In the film review below, retype the passage that begins with the words containing "The director then" and ends with "on her clothes.".

### EXTRACTED TEXT
[Start of Attachment]

Without missing a beat Fiennes cuts to Bishop Noel Jones 'backstage'. Like a rockstar getting ready for a gig he is priming himself for the coming sermon. When Fiennes cuts again to the choir in full flow the richness of the sound and the powerful emotion of the soloist set the scene perfectly. It might look like the congregation are there for the music and the dancing, but when Bishop Jones speaks he is powerfully charismatic. His message on this occasion is uncompromising but humorous - and well tailored to his audience: 'You gotta die out to the parties when the babies are born.'

The director then picks up this theme as the camera cruises through everyday suburban life: past tiny houses with cages around the doors, bars on the windows and yards surrounded by chain-link fences and barbed wire. The movie plunges straight into the interior life of the suburb, accompanying an ice-cream vendor as he prepares for work, ironing his shirt on the bed and then moving through to the bathroom where his baby daughter is clumsily washing herself. Fiennes demonstrates a feel for the beauty and pathos of human existence as we watch the father patiently showing his daughter how to scrub herself clean and then helping her put on her clothes.

[End of Attachment]

### EXTRACTED MATERIAL
[Start of Attachment]

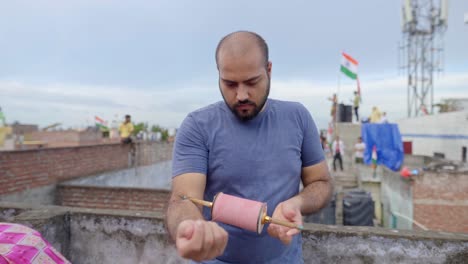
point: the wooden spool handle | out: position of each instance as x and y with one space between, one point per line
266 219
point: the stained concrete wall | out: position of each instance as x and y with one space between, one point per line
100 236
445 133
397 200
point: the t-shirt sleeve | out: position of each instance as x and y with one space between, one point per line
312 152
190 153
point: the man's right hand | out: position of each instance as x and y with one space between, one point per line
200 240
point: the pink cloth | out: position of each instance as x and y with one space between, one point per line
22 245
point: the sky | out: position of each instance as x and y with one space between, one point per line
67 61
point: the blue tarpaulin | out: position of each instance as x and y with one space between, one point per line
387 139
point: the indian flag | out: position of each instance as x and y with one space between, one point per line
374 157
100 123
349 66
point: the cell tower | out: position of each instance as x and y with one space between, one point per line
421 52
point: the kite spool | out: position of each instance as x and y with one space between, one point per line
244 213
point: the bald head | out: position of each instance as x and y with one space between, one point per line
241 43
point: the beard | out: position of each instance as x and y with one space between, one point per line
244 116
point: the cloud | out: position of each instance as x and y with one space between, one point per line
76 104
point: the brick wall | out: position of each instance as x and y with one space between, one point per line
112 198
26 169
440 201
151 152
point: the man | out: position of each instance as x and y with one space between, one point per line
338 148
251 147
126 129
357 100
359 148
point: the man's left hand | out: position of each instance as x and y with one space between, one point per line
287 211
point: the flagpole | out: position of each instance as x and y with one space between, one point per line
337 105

[End of Attachment]
[Start of Attachment]

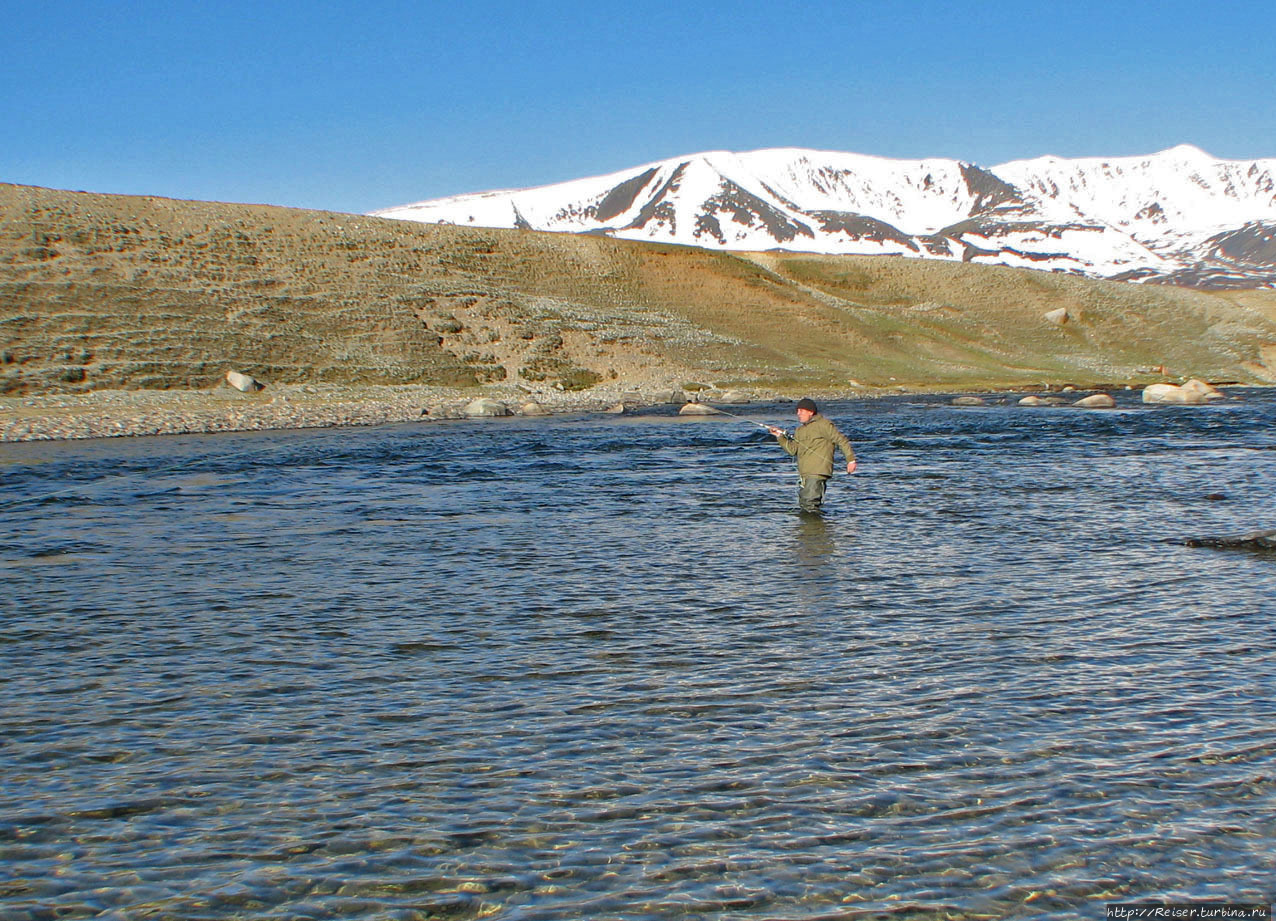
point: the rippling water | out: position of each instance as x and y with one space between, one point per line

[End of Attachment]

### SOLUTION
The director then picks up this theme as the camera cruises through everyday suburban life: past tiny houses with cages around the doors, bars on the windows and yards surrounded by chain-link fences and barbed wire. The movie plunges straight into the interior life of the suburb, accompanying an ice-cream vendor as he prepares for work, ironing his shirt on the bed and then moving through to the bathroom where his baby daughter is clumsily washing herself. Fiennes demonstrates a feel for the beauty and pathos of human existence as we watch the father patiently showing his daughter how to scrub herself clean and then helping her put on her clothes.